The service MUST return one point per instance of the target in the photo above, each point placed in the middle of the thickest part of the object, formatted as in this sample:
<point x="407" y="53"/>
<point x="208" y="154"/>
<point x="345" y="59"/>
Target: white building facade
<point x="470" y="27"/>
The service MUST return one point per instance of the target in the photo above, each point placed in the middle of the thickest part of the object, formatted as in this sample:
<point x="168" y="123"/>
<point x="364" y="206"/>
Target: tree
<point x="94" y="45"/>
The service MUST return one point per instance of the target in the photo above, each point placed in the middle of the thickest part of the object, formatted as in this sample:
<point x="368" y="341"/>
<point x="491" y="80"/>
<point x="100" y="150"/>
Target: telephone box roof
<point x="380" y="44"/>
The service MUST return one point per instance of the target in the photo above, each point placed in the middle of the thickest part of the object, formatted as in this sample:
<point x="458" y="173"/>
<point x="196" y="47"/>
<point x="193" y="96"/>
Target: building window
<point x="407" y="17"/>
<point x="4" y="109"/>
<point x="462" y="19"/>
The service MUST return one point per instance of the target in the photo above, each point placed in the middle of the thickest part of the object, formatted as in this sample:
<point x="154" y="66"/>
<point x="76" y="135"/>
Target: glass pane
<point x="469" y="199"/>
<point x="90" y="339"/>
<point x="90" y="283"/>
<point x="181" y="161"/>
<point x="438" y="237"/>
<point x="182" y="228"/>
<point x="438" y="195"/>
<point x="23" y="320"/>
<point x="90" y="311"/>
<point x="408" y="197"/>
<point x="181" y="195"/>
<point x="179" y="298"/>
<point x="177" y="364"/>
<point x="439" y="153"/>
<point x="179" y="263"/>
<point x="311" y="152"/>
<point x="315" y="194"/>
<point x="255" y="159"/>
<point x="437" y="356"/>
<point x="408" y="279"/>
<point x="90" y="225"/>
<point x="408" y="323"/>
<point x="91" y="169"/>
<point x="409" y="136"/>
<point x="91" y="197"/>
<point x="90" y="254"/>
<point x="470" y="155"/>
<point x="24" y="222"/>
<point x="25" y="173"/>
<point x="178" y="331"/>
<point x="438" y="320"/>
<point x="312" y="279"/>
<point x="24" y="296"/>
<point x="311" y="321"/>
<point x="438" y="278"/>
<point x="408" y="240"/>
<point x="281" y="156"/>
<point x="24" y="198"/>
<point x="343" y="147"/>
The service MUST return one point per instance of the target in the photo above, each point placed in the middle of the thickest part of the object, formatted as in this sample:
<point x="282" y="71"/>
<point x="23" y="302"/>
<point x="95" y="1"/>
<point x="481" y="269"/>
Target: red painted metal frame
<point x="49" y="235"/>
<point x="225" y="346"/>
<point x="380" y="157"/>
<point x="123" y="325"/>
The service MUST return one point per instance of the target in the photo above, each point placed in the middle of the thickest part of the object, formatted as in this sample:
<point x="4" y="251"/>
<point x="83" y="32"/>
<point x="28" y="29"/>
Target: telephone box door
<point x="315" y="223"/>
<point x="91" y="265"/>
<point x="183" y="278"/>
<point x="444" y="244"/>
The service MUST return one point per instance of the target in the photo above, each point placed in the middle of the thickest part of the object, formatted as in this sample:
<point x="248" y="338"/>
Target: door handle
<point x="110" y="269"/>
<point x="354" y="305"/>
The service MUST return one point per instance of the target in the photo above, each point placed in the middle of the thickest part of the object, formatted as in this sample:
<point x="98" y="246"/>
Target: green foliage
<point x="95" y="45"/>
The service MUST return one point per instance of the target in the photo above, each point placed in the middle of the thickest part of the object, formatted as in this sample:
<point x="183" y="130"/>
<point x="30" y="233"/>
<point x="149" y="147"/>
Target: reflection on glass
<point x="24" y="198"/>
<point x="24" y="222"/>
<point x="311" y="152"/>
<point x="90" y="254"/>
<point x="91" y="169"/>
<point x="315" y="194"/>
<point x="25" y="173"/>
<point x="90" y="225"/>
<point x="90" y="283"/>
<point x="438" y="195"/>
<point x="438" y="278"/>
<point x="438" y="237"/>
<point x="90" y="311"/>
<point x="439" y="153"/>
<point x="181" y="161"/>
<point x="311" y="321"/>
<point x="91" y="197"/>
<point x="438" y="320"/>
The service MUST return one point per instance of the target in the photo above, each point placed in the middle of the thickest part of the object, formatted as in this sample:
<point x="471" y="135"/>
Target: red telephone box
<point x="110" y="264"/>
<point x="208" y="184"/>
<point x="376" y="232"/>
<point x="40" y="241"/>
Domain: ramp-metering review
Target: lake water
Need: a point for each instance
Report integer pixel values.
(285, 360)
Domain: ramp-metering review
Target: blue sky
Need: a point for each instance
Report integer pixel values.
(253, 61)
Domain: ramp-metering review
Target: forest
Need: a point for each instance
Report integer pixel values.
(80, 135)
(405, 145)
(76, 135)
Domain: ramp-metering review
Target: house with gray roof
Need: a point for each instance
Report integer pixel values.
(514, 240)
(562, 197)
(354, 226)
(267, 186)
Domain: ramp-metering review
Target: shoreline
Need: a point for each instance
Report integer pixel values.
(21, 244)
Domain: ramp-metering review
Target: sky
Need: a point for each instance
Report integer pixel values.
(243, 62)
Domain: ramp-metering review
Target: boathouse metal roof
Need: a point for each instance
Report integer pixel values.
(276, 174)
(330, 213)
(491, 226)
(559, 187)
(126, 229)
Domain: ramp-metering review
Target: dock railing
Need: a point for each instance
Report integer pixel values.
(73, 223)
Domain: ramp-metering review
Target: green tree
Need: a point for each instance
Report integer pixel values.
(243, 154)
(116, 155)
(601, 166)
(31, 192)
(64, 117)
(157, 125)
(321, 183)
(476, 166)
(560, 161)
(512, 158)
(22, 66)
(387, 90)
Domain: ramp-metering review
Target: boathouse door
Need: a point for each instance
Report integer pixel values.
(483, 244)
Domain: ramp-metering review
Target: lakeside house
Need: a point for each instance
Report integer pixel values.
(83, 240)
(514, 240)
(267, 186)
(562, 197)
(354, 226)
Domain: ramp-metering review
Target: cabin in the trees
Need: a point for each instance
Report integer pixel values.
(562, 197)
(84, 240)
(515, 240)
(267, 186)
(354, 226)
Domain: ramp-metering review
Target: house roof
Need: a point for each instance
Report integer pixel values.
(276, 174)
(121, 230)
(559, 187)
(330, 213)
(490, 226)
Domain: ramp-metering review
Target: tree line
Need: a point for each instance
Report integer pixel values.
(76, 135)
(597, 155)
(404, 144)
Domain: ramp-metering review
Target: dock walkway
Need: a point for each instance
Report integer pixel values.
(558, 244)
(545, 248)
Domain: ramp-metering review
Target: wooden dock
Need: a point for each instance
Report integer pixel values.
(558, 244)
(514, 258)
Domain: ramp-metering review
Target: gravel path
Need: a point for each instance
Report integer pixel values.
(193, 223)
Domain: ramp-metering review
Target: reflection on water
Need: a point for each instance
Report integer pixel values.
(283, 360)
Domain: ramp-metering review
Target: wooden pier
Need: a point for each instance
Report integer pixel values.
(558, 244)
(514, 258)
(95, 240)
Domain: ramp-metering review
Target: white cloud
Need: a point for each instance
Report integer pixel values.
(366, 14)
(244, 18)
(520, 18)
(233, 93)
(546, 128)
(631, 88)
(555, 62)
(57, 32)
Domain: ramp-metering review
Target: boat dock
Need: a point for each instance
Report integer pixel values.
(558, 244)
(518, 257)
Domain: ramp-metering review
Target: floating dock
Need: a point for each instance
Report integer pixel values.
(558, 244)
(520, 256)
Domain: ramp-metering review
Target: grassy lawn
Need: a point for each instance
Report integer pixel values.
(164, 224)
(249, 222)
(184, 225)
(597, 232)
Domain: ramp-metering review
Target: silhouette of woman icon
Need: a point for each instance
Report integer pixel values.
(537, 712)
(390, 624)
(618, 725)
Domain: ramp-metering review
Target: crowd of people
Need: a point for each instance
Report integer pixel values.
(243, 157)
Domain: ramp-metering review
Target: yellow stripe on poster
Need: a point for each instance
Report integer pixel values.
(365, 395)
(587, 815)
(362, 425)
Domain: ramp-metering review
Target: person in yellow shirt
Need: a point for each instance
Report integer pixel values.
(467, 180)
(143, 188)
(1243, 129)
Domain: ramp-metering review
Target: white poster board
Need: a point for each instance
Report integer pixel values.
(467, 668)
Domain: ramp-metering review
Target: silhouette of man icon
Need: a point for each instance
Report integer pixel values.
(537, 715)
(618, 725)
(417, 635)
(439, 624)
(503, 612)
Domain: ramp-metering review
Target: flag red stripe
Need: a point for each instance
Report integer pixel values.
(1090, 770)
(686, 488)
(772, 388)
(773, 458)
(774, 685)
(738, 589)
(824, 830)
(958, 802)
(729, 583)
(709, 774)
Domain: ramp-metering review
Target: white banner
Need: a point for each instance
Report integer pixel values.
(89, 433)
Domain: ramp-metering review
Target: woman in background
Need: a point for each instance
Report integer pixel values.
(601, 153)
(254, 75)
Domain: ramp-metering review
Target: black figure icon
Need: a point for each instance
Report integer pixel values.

______

Every line above that holds the word "wooden" should be copied out.

SOLUTION TO THIS EXERCISE:
Target: wooden dock
Target: wooden pier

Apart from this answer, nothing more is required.